> Texto citado:
Percorra a fotogaleria para ler as conversas com estas nove chefs femininas da cozinha portuguesa. (Fotografia: Orlando Almeida/GI)
JUSTA NOBRE Lisboa É possivelmente a chef mulher mais conhecida pelo país. Líder por natureza, Justa Nobre começou a carreira numa pequena tasca da sua irmã Guida, seguida pelo Restaurante 33, na Rua Alexandre Herculano, anos 1980, e pelo Iate Ben, em Carcavelos. Só teria o seu primeiro espaço próprio mais tarde com o Constituinte, na Ajuda, mas chefiava já as cozinhas, com o marido a dar o apoio na sala. Durante a carreira, rodeou-se de mulheres, algumas da família, e são também elas que a acompanham ainda hoje em O Nobre, no Campo Pequeno. «Eu praticamente sempre tive uma cozinha só de mulheres. Na minha casa, elas é que mandam, são em tudo capazes como os homens. Até porque estão cá há mais tempo, como a minha irmã e a minha prima», conta. (Fotografia: Orlando Almeida/GI)

> Informação extraída:
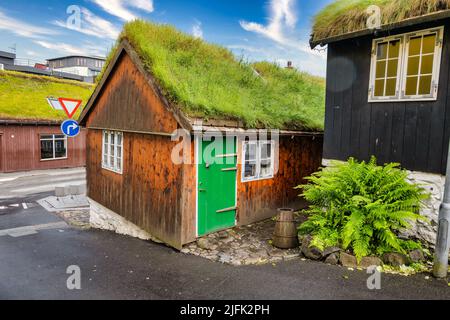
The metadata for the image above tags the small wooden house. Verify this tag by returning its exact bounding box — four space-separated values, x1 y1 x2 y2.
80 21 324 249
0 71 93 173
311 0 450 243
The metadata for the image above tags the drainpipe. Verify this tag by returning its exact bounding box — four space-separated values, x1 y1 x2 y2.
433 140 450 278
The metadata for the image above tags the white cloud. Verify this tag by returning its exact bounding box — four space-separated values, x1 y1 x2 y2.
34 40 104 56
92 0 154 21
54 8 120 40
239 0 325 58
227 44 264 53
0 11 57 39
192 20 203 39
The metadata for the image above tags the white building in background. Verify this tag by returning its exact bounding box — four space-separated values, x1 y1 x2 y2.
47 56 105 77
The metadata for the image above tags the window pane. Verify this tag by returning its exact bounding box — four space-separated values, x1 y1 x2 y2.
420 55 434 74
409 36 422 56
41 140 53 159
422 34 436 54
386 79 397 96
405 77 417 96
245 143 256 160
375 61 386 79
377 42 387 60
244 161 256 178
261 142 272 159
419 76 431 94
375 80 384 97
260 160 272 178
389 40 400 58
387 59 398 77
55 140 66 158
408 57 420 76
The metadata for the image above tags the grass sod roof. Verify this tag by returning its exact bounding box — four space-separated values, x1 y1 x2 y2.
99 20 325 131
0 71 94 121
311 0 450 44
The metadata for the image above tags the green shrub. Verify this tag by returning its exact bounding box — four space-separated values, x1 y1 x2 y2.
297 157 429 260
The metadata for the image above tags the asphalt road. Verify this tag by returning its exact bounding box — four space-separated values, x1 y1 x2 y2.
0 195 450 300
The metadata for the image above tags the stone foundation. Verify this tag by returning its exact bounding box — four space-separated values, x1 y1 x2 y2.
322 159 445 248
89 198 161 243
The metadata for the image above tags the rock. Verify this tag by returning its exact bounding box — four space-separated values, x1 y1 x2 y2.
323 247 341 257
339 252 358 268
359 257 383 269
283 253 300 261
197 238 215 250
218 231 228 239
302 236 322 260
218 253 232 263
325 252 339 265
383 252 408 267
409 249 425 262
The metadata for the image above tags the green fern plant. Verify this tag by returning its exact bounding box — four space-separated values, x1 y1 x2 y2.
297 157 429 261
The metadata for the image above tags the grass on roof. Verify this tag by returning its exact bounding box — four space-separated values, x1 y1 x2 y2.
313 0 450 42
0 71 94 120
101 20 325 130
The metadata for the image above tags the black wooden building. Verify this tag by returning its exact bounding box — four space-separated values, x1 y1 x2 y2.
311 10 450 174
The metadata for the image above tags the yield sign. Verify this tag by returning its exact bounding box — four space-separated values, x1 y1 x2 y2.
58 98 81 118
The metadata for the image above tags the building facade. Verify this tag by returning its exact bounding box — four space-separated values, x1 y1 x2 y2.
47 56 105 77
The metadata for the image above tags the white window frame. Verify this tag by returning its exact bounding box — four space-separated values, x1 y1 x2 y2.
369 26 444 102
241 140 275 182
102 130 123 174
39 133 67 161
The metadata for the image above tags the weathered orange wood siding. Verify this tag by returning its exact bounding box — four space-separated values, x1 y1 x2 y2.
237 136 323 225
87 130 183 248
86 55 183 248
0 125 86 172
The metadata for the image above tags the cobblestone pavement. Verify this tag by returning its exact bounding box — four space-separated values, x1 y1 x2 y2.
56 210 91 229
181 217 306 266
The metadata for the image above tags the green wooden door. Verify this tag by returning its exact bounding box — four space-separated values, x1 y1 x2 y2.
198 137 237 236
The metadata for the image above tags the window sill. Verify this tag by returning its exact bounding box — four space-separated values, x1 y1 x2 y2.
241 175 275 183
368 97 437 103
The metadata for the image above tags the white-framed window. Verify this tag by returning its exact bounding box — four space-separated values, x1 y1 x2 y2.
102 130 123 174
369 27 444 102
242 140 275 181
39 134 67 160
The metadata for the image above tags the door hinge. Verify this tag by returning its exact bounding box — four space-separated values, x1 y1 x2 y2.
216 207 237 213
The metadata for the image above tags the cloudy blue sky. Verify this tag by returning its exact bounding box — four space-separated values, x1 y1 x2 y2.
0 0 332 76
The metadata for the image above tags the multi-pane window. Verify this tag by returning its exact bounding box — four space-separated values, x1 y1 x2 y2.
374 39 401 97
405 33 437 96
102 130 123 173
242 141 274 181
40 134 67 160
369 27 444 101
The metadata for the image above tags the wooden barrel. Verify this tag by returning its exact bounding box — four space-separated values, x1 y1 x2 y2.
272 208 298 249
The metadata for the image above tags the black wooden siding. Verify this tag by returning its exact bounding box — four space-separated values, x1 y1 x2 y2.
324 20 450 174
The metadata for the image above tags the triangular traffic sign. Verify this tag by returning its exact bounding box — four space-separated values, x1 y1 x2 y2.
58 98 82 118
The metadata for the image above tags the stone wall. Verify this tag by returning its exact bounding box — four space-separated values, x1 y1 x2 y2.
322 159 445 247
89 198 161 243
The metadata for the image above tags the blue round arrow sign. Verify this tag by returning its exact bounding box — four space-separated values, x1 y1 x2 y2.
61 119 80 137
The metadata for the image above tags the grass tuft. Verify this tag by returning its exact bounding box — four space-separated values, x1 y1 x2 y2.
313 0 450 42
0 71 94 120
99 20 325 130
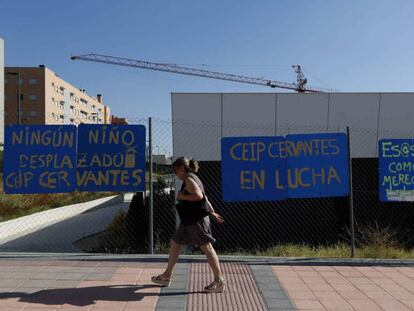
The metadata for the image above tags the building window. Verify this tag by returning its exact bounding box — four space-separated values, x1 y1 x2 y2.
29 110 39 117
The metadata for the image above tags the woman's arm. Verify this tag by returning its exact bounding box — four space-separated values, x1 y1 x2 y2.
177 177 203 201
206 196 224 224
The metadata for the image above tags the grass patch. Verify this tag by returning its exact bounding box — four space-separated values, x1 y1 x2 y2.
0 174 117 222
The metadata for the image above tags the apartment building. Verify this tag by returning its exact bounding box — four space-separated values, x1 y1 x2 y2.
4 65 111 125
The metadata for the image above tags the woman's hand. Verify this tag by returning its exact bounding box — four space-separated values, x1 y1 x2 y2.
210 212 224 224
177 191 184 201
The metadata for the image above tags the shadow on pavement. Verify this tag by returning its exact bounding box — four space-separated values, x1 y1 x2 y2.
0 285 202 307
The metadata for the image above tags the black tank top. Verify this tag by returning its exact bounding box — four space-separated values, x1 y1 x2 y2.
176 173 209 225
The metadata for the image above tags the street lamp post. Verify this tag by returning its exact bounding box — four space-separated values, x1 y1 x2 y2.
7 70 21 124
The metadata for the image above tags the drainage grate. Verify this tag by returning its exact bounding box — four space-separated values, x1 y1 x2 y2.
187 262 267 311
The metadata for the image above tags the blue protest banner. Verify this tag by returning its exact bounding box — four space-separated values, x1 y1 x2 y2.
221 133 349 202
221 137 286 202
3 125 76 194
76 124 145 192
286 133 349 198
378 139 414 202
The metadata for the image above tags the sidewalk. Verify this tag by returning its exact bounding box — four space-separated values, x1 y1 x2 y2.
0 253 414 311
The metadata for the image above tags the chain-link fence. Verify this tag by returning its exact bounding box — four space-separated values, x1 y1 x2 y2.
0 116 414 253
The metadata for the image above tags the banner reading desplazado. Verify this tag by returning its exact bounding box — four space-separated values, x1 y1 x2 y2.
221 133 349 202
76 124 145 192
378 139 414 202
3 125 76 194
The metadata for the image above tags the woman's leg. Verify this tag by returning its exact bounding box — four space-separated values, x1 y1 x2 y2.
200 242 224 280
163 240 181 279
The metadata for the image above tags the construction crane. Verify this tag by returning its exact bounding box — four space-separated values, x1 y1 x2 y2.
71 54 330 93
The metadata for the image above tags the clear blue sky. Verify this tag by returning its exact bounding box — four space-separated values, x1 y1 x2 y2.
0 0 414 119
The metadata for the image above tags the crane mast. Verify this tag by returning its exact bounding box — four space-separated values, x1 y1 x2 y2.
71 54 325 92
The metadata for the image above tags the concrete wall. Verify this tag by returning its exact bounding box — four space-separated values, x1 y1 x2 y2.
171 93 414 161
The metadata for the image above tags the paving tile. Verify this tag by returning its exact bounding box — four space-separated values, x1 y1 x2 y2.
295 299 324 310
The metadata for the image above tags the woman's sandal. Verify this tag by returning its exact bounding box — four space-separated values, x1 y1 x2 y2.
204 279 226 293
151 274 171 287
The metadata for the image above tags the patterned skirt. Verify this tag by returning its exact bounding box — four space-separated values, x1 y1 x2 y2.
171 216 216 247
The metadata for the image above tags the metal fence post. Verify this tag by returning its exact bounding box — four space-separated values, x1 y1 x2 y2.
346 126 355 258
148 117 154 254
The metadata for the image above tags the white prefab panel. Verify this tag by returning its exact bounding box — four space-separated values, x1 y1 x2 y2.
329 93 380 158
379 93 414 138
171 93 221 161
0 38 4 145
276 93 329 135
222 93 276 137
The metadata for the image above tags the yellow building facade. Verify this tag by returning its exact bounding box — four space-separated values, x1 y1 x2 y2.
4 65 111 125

> Exercício proposto 1: No texto sobre as chefs da cozinha portuguesa, qual foi o primeiro espaço próprio de Justa Nobre?
> Exercício proposto 2: Continue o texto sobre as chefs da cozinha portuguesa a partir da última frase.

> Resposta 1: O Constituinte, na Ajuda.

> Resposta 2:
JUSTA NOBRE Lisboa Hoje, com longos anos de experiência, livros lançados e a gestão de três restaurantes já bem oleada (O Nobre, O Nobre Estoril e o mais recente À Justa), a chef consegue dedicar tempo aos netos, que não dispensam as receitas caseiras em casa da avó. Mas ainda recorda os tempos em que teve de conciliar a profissão com o crescimento do filho. «Demorei seis anos a ter um filho porque estava a pensar como é que havia de fazer para tomar conta dele. Esteve uns meses num colégio que estava aberto de noite. Eu ia buscá-lo por volta da meia noite, e não é boa hora para se ir buscar um filho. Depois, passei a ter empregadas internas e babysitters», conta. E confessa: «Eu não queria largar a profissão, eu e o meu marido tínhamos o mesmo horário. São decisões nada fáceis de tomar, quando vemos que são pessoas de fora que estão a criar os nossos filhos. Talvez por isso só tive um». (Fotografia: Orlando Almeida/GI)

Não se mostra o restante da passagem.